### What the task requires
Write out, word for word, only the lines from the one containing "output x=18, y=179." through the final line of the data.

### Input for this task

'''

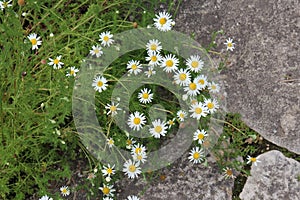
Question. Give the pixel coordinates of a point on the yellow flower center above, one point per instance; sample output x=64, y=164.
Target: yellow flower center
x=169, y=63
x=106, y=38
x=200, y=136
x=33, y=41
x=100, y=83
x=158, y=129
x=162, y=21
x=132, y=168
x=198, y=110
x=193, y=86
x=56, y=61
x=196, y=155
x=194, y=64
x=182, y=77
x=145, y=96
x=105, y=190
x=153, y=47
x=136, y=121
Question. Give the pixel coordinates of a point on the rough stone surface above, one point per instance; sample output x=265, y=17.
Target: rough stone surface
x=275, y=177
x=263, y=79
x=183, y=181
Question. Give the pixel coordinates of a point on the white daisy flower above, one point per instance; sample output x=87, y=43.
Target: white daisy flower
x=253, y=160
x=140, y=157
x=211, y=104
x=112, y=108
x=194, y=63
x=138, y=149
x=198, y=110
x=169, y=63
x=145, y=96
x=196, y=155
x=132, y=198
x=65, y=190
x=153, y=46
x=150, y=72
x=159, y=128
x=96, y=51
x=106, y=38
x=110, y=142
x=100, y=83
x=131, y=169
x=202, y=81
x=107, y=171
x=213, y=87
x=229, y=44
x=134, y=67
x=56, y=62
x=181, y=115
x=192, y=89
x=200, y=136
x=182, y=77
x=35, y=41
x=171, y=122
x=154, y=58
x=45, y=197
x=136, y=120
x=72, y=71
x=107, y=190
x=163, y=21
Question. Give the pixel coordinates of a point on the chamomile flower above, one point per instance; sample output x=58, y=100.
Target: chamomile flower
x=194, y=63
x=72, y=71
x=113, y=109
x=131, y=169
x=253, y=160
x=169, y=63
x=192, y=89
x=200, y=136
x=107, y=190
x=182, y=77
x=159, y=128
x=150, y=72
x=171, y=122
x=110, y=142
x=213, y=87
x=145, y=96
x=196, y=155
x=163, y=21
x=181, y=115
x=100, y=83
x=138, y=149
x=35, y=40
x=140, y=157
x=154, y=58
x=132, y=198
x=45, y=197
x=211, y=104
x=65, y=190
x=56, y=63
x=228, y=173
x=202, y=81
x=198, y=110
x=229, y=44
x=108, y=170
x=153, y=46
x=136, y=120
x=96, y=51
x=134, y=67
x=106, y=38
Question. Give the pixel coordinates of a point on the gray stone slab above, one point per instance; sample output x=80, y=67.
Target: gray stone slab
x=275, y=177
x=263, y=79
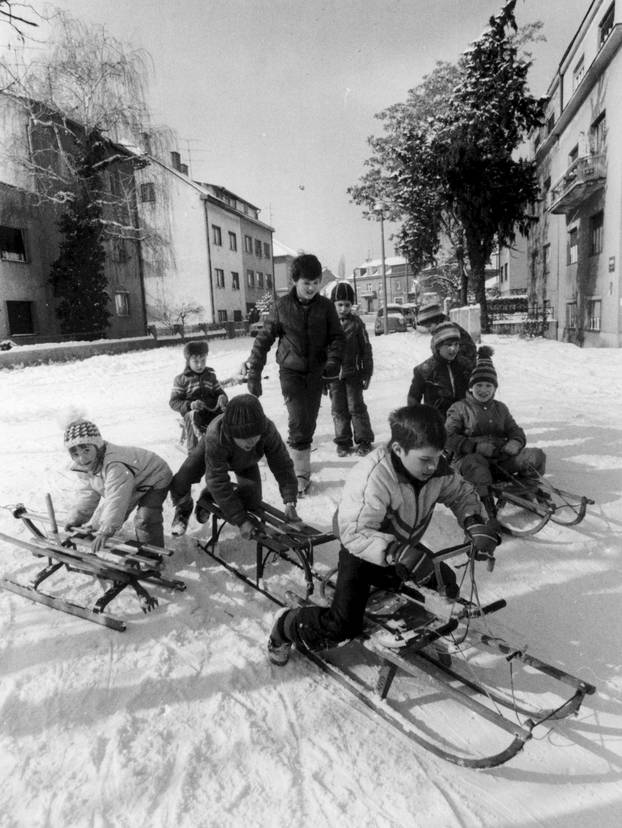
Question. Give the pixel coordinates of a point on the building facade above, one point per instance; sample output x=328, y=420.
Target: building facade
x=574, y=253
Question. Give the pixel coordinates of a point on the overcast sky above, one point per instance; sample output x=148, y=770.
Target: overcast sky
x=274, y=99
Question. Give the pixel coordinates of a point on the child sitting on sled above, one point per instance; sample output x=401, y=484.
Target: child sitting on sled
x=386, y=506
x=234, y=442
x=118, y=479
x=483, y=437
x=197, y=395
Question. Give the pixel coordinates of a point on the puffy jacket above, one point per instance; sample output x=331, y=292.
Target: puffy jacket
x=380, y=504
x=190, y=386
x=469, y=419
x=357, y=353
x=222, y=455
x=309, y=334
x=123, y=475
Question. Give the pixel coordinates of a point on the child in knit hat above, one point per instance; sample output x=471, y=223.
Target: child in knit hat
x=444, y=377
x=350, y=415
x=117, y=479
x=234, y=442
x=197, y=395
x=481, y=433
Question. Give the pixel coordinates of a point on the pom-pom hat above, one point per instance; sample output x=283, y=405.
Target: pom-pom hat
x=82, y=433
x=244, y=417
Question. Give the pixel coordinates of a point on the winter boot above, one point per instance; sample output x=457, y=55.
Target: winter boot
x=302, y=467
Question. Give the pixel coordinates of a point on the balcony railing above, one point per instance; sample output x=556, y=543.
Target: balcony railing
x=582, y=178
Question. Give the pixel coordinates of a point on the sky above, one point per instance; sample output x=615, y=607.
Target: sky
x=275, y=99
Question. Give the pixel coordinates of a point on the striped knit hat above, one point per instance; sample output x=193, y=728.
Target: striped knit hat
x=484, y=370
x=82, y=433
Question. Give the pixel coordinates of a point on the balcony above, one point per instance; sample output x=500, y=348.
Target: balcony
x=583, y=177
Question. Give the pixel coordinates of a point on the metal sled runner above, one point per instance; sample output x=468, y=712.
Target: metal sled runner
x=121, y=563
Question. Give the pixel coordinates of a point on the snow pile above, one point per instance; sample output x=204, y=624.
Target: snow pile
x=181, y=721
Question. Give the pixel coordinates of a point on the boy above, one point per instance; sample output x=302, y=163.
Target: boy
x=385, y=508
x=235, y=441
x=346, y=393
x=311, y=342
x=197, y=395
x=123, y=478
x=481, y=431
x=444, y=377
x=430, y=316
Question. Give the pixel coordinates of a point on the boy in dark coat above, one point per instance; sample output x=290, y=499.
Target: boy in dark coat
x=311, y=343
x=481, y=431
x=444, y=377
x=197, y=395
x=350, y=415
x=386, y=506
x=235, y=441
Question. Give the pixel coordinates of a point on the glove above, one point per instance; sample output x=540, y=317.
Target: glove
x=410, y=562
x=512, y=447
x=254, y=385
x=484, y=537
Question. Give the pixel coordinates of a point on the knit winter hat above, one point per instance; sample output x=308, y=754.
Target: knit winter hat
x=82, y=433
x=244, y=417
x=196, y=348
x=484, y=370
x=444, y=333
x=430, y=314
x=342, y=292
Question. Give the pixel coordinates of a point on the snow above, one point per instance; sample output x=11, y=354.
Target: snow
x=181, y=721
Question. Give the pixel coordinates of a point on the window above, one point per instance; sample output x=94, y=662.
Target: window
x=147, y=192
x=573, y=246
x=20, y=318
x=593, y=314
x=578, y=72
x=122, y=303
x=606, y=24
x=12, y=248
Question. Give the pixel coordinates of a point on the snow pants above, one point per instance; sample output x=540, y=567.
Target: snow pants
x=477, y=470
x=318, y=628
x=350, y=415
x=302, y=394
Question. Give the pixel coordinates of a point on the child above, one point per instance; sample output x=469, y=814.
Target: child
x=444, y=377
x=430, y=316
x=197, y=395
x=346, y=394
x=234, y=441
x=481, y=431
x=123, y=478
x=311, y=342
x=385, y=508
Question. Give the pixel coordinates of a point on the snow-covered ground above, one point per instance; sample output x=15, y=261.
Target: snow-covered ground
x=181, y=721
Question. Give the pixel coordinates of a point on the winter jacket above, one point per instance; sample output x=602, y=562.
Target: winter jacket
x=190, y=386
x=468, y=420
x=439, y=383
x=123, y=476
x=357, y=354
x=222, y=455
x=310, y=336
x=379, y=504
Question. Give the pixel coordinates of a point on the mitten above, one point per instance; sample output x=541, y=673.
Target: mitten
x=512, y=447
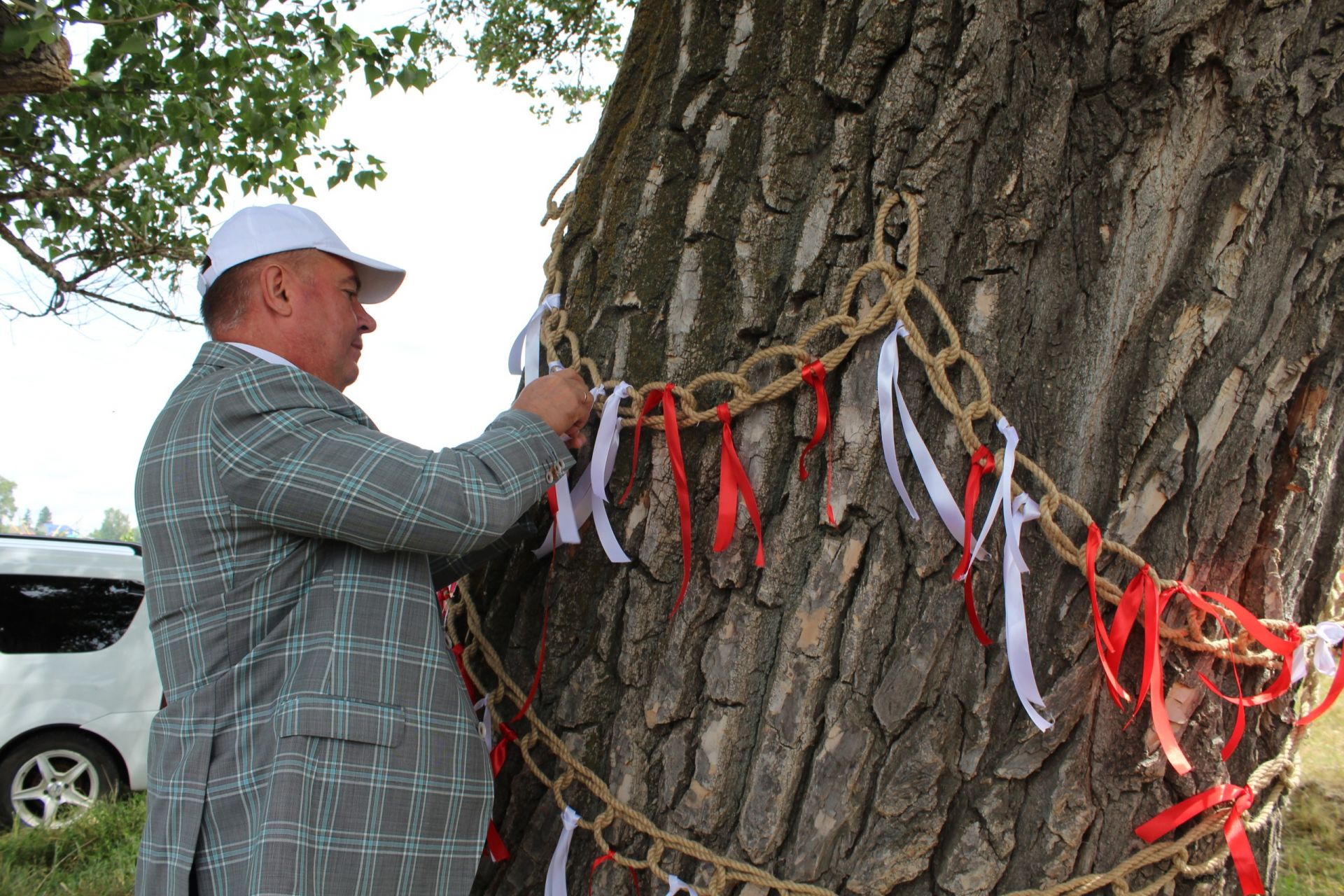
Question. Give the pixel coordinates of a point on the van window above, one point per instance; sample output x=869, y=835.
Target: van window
x=62, y=614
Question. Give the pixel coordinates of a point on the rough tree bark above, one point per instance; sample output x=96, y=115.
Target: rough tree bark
x=1133, y=214
x=48, y=70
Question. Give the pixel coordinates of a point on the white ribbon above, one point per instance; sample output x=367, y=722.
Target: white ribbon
x=580, y=500
x=678, y=886
x=934, y=484
x=561, y=858
x=1003, y=492
x=487, y=724
x=565, y=522
x=528, y=343
x=1327, y=636
x=1015, y=613
x=889, y=368
x=600, y=472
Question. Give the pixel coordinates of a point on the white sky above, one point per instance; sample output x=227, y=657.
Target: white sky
x=468, y=171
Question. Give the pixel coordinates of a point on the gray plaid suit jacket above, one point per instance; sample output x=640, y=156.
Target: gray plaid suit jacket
x=318, y=738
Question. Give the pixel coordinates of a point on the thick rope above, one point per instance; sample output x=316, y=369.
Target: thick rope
x=892, y=305
x=1270, y=780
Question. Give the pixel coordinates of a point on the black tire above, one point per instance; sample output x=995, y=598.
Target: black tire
x=52, y=778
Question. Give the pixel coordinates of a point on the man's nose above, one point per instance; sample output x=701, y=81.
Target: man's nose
x=366, y=321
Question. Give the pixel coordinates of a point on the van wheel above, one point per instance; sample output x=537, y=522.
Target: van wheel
x=52, y=778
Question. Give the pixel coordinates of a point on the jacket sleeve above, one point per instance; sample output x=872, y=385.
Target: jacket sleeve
x=293, y=454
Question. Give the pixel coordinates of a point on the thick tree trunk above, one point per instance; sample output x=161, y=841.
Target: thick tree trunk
x=1132, y=213
x=48, y=70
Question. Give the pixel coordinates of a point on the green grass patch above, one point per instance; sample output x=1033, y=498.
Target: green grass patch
x=94, y=856
x=1313, y=827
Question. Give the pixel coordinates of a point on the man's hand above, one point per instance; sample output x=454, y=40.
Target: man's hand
x=564, y=400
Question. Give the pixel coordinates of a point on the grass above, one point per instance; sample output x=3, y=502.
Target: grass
x=94, y=856
x=1313, y=828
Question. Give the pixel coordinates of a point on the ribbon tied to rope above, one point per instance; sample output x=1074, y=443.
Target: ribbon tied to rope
x=734, y=481
x=1237, y=843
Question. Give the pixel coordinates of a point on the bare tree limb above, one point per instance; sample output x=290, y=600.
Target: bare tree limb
x=70, y=288
x=77, y=191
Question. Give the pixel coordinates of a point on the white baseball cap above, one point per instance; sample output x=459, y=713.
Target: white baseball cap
x=264, y=230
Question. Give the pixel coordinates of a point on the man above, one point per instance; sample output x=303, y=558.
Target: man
x=316, y=738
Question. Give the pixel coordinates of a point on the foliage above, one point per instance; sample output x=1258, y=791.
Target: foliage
x=94, y=856
x=1313, y=830
x=116, y=527
x=111, y=182
x=542, y=46
x=7, y=507
x=115, y=175
x=97, y=856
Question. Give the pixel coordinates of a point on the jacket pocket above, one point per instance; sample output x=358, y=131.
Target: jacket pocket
x=318, y=715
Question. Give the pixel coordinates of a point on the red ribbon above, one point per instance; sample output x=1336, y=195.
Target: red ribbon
x=1142, y=593
x=1130, y=605
x=500, y=751
x=1238, y=846
x=495, y=844
x=1282, y=647
x=444, y=596
x=1154, y=608
x=981, y=463
x=1336, y=687
x=733, y=481
x=815, y=375
x=1104, y=645
x=1142, y=596
x=651, y=402
x=608, y=858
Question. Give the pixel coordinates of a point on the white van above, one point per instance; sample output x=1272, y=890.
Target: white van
x=78, y=682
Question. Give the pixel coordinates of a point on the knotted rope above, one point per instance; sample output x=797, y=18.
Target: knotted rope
x=1270, y=780
x=901, y=285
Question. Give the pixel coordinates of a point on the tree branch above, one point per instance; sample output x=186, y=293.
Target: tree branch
x=29, y=7
x=69, y=288
x=77, y=191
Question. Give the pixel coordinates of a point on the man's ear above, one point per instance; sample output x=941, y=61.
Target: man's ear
x=274, y=279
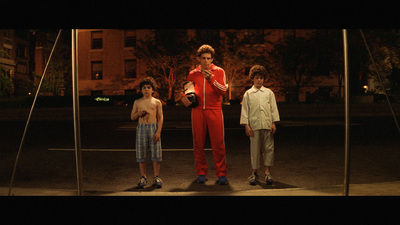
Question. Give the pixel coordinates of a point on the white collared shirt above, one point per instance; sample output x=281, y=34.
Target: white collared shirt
x=259, y=108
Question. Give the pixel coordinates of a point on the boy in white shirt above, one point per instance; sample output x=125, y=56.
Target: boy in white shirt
x=259, y=114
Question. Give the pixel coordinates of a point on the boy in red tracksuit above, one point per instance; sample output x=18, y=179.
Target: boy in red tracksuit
x=210, y=84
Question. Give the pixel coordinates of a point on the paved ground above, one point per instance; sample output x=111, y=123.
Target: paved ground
x=309, y=159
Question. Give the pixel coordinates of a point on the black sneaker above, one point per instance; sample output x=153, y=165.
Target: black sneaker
x=222, y=180
x=201, y=179
x=142, y=182
x=253, y=178
x=268, y=179
x=157, y=182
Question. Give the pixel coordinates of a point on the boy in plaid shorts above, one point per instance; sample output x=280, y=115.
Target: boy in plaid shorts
x=148, y=131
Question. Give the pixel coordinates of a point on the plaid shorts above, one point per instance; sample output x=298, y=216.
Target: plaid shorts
x=145, y=143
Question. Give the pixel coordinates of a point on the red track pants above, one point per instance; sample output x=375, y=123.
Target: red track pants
x=214, y=120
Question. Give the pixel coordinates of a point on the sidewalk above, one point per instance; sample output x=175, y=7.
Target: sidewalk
x=373, y=189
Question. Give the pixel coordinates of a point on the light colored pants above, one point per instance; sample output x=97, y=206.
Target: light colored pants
x=262, y=142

'''

### Solution to the problem
Question. Give the pixel coordinates of a point on the boy in red tracksuit above, one point per instance; sample output x=18, y=179.
Target: boy in red tracksuit
x=210, y=84
Question. Give the pixel coordinates of a point on the paved ground above, one point per instance; sample output x=111, y=123.
Target: paved ground
x=309, y=159
Question. Give the pixel coordinates of a point on the black sneaker above, one point per instance; sample output x=153, y=165.
Target: black sneaker
x=222, y=180
x=201, y=179
x=142, y=182
x=253, y=178
x=268, y=179
x=157, y=182
Question. Give the pixel coordinates of a point on the boy in plaid shorts above, one point per instance; sample output x=280, y=115.
Target: boy in plaid shorts
x=148, y=131
Question. Give the pixel coordinates of a point on the plaid shorts above, one point per instance; sample output x=298, y=216.
Target: plaid shorts
x=145, y=143
Question. Give the pixel coordinates of a point on the red track pants above, one point per instance; sample output x=375, y=123.
Target: red track pants
x=214, y=120
Question. Give the pixel coordinates of a point on the sidewalk above, one point per instance; sample output x=175, y=7.
Target: sidewalk
x=373, y=189
Question. Give the pixel coordinates of a point on the light colored pants above, one point per instance; sample output x=97, y=206.
Target: light colored pants
x=262, y=142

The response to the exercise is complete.